§ **TASK REQUIREMENTS**
A. In the spinach penne text, what price does the writer give for 12 bunches at the farmers' market?
B. Reproduce everything from "This luscious spinach" down to "at their freshest." in the spinach penne text.

§ **SOURCE TEXT**
++++++++

Whole wheat penne in spinach sauce

Whole wheat penne in spinach sauce

I love penne and my husband loves spaghetti. Penne because, i like how the pasta gets the sauce inside the tubes - the ridges hold on to the sauce. Since I am the resident chef of our home, you'll find penne being the most-often cooked pasta. We love saucy sauces - well you know what I mean, more stuff around the pasta, instead of the dry pasta dish. We both love aglio-olio, where minimalism is the key, just good olive oil, garlic and chilli flakes - but that said, we do love the saucier versions better. Sometimes you'll find more veggies than the pasta in our dishes and we like it that way too.

This luscious spinach sauce was a result of me going overboard last week in the farmers' market. When you get 12 bunches for Rs.10, you can't really blame me can you? I washed, cleaned and cooked the leaves, pureed them and put the stuff in the freezer. It was a smart move, reducing a big bag of greens into a small container, besides cooking and freezing the leaves when they were at their freshest.

++++++++

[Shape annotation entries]
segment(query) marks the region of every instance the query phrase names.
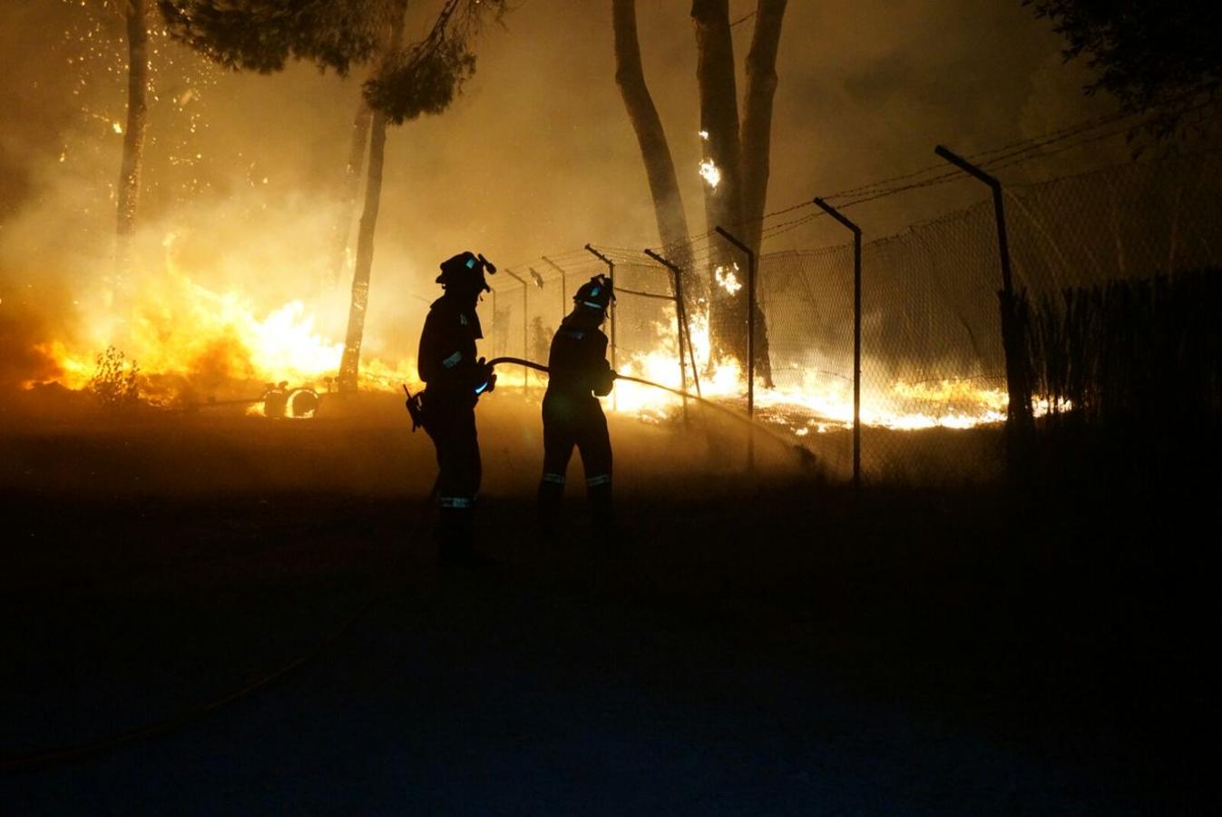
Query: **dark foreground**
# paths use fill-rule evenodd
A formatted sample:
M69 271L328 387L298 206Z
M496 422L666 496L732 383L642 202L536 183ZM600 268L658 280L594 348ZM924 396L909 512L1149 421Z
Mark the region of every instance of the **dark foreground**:
M854 501L710 453L664 471L695 449L649 429L623 536L594 542L578 492L541 544L533 440L494 460L490 423L501 567L453 575L419 434L222 426L0 439L4 813L1205 810L1200 508ZM338 437L364 440L342 479Z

++++++++

§ **ANSWERS BY TASK**
A. Rs.10

B.
This luscious spinach sauce was a result of me going overboard last week in the farmers' market. When you get 12 bunches for Rs.10, you can't really blame me can you? I washed, cleaned and cooked the leaves, pureed them and put the stuff in the freezer. It was a smart move, reducing a big bag of greens into a small container, besides cooking and freezing the leaves when they were at their freshest.